What is being asked:
Down to the last line, reproduce the data below exactly.

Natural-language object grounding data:
-- Opening Marker --

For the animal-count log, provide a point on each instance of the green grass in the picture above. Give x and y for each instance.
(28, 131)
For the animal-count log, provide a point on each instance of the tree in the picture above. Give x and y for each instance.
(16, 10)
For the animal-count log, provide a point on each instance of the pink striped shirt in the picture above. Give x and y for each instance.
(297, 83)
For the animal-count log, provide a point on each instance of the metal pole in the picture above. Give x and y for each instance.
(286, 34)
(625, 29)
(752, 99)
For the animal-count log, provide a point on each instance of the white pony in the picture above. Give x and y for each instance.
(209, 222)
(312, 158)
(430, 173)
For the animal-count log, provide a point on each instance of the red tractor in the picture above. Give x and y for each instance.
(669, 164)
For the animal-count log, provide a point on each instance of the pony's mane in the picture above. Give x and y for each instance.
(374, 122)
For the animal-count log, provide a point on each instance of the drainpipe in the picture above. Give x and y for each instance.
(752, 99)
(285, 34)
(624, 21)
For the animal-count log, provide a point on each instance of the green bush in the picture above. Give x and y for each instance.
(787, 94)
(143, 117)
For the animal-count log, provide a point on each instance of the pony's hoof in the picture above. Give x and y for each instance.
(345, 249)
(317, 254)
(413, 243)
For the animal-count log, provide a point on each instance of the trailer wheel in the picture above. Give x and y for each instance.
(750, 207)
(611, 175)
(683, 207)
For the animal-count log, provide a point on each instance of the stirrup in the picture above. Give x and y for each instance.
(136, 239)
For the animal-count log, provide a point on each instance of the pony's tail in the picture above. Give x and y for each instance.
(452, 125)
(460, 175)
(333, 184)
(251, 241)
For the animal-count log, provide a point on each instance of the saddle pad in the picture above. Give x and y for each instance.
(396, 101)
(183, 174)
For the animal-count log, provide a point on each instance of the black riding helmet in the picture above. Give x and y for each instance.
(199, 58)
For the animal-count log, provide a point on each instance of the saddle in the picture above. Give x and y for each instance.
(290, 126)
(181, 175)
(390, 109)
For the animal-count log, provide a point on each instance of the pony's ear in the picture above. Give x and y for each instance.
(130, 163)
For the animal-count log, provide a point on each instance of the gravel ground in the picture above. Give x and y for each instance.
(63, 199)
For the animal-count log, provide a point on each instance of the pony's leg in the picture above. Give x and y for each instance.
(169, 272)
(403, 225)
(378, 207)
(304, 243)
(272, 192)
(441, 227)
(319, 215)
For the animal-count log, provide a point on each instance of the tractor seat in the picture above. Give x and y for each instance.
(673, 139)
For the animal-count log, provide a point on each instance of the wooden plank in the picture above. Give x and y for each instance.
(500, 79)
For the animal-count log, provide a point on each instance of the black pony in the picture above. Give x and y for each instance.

-- Closing Marker --

Answer space:
For the animal-count log, provide a point on each instance of the green grass in the picture above. Give x and y for each instance.
(28, 131)
For the animal-count log, provide a point on each instance of the tree in the picture above. Give x and y for each instance.
(16, 10)
For the animal-count log, provide a point on each instance of the pink striped shirt in the picture above. Give x and y for each instance.
(297, 83)
For the animal-count log, provide a point on each instance of the metal pole in the picture above. Give x and y for each instance.
(286, 34)
(625, 29)
(752, 99)
For the animal-count log, provide a point on each instance of the white pony in the picture above. Give x and y for each instance.
(209, 222)
(312, 158)
(430, 173)
For the animal-count log, provide a point on each instance of the red tractor in the picture above. Give x and y for each instance.
(669, 164)
For the animal-count log, provide a point on each instance of the pony's mane in the picture above. Give x and y for each instance.
(374, 122)
For the animal-count log, provide a point on each instance of the drainpipe in the picture above. Give x and y for each instance.
(752, 99)
(285, 34)
(624, 21)
For the animal-count log, provide a point on each instance of the green bush in the picture above. Give x and y for each instance.
(787, 94)
(143, 117)
For the animal-count log, provide a point on each instance of the pony's hoof in the picture above. Give x and y for each instance.
(345, 249)
(317, 254)
(413, 243)
For the animal-count log, provide a point on each instance of the trailer wheel in the picture above. Give x and y for each instance.
(750, 207)
(611, 175)
(683, 207)
For the animal-count log, provide a point on each instance of the stirrup in the picture above. Give x and y for each instance.
(136, 239)
For the animal-count log, provide a point on each instance of the pony's tail in the picture above. Give x and y for each instance.
(452, 125)
(460, 175)
(333, 184)
(251, 241)
For the animal-count log, provide a point on each instance of the saddle pad in the picture above. Give x and y for each instance.
(396, 101)
(183, 174)
For the animal-count log, provide a point on each instance of the black riding helmet in the picture above. Give x and y for each instance.
(199, 58)
For the animal-count log, provide a point on each instance of the saddle in the picture above. Give x and y for each instance.
(290, 126)
(181, 175)
(390, 109)
For the animal-count log, provide a point on each instance of the pony's ear in the picture above. Give x and y for each instance.
(130, 163)
For the animal-count log, provide a point on each instance of the gravel ground in the picture above. Give x and y for each instance.
(63, 199)
For the animal-count log, provide a point on each instance of the pony's leg in the picture above. Give x and y for each instance.
(169, 272)
(403, 225)
(378, 207)
(304, 243)
(272, 192)
(441, 227)
(319, 215)
For the animal-count log, provide a point on each instance of the tractor seat in the picture above. Give x and y for each instance.
(673, 139)
For the animal-count log, provide a point on each instance of the wooden plank in the picture above. Give x and y for each instance.
(500, 79)
For the animal-count log, provide a point on each instance of the black pony in the picture above. Give x and y for each instance.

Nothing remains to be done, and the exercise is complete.